● **The request**
Rescale the entries below from their start through the line containing "[[145, 54]]", both ends included. Reproduce every line as is, but multiply each coordinate in the bracketed point lists by 2.6 and round to whole numbers with halves rounded up, and leave the pictures out.

● **Material provided**
————————

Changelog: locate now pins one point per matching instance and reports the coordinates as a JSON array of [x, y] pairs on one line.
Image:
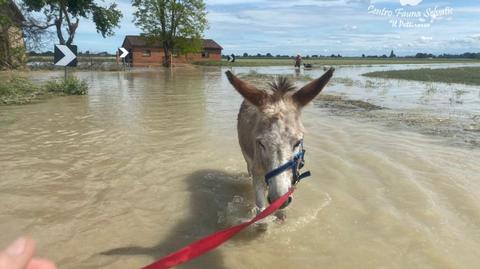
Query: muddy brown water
[[149, 161]]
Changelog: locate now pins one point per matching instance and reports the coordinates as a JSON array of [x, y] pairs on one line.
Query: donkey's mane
[[281, 85]]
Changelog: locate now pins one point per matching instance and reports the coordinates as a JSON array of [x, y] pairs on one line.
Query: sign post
[[65, 55]]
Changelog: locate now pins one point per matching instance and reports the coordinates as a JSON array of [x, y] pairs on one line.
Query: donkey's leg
[[260, 193]]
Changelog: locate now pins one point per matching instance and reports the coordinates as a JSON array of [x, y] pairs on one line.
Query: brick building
[[145, 54]]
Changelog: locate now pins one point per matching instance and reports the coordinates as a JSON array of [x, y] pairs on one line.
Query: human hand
[[19, 255]]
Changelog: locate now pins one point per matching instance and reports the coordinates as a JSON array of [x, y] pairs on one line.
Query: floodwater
[[149, 161]]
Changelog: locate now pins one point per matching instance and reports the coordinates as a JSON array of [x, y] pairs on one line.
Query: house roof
[[140, 41]]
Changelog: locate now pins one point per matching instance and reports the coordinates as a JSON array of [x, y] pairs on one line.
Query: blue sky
[[321, 27]]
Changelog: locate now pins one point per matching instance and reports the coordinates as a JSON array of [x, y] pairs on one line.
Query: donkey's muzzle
[[290, 199]]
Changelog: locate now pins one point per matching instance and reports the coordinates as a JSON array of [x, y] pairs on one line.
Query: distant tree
[[176, 24], [65, 16]]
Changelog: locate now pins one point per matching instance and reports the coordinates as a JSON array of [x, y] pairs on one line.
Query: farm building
[[12, 45], [143, 53]]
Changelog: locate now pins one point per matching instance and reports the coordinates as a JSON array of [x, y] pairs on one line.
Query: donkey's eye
[[261, 145], [297, 144]]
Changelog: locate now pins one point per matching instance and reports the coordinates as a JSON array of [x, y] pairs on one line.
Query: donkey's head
[[278, 132]]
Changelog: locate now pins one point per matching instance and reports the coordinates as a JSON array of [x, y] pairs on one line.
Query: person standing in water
[[298, 61]]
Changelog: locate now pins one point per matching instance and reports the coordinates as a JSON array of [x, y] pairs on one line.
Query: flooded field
[[149, 161]]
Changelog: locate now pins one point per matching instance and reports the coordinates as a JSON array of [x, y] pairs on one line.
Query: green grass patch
[[320, 62], [462, 75], [70, 86], [17, 90]]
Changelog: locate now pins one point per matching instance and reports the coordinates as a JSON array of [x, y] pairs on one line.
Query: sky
[[323, 27]]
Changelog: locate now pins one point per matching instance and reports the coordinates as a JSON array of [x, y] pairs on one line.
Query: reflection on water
[[149, 161]]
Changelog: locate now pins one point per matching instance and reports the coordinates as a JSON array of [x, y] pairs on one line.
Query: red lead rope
[[212, 241]]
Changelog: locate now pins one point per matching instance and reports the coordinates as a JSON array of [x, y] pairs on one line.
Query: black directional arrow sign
[[65, 55]]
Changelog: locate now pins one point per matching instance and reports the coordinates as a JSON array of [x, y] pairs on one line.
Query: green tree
[[65, 16], [12, 50], [177, 24]]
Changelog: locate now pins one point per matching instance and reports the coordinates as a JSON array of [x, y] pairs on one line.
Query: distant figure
[[298, 61], [307, 66], [231, 58]]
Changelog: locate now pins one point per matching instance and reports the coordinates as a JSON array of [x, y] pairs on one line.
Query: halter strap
[[295, 164]]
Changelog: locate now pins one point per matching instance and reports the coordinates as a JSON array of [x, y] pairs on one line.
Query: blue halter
[[295, 164]]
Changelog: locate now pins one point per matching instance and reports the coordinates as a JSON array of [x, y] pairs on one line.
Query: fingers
[[18, 254]]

————————

● **Written response**
Changelog: locate now pins one point per matching instance and reports the coordinates as a JSON array of [x, y] pairs on one line.
Image:
Query: muddy brown water
[[387, 419]]
Changelog: locate now pins one point per matching instance and reports the coordinates as a JSON array of [x, y] pairs on one line.
Query: donkey's mane
[[731, 221]]
Changelog: locate now pins one point per matching instance and reports the coordinates as a JSON array of [x, y] pairs on one line.
Query: sign post
[[169, 143]]
Changelog: locate now pins one point per matching instance and reports the coordinates as a JSON array of [x, y] pairs on one line.
Query: donkey's leg
[[676, 502]]
Changelog: locate now pins one point per matching instance and reports the coordinates as a JSON array of [x, y] pairs on one line.
Query: brick building
[[377, 140]]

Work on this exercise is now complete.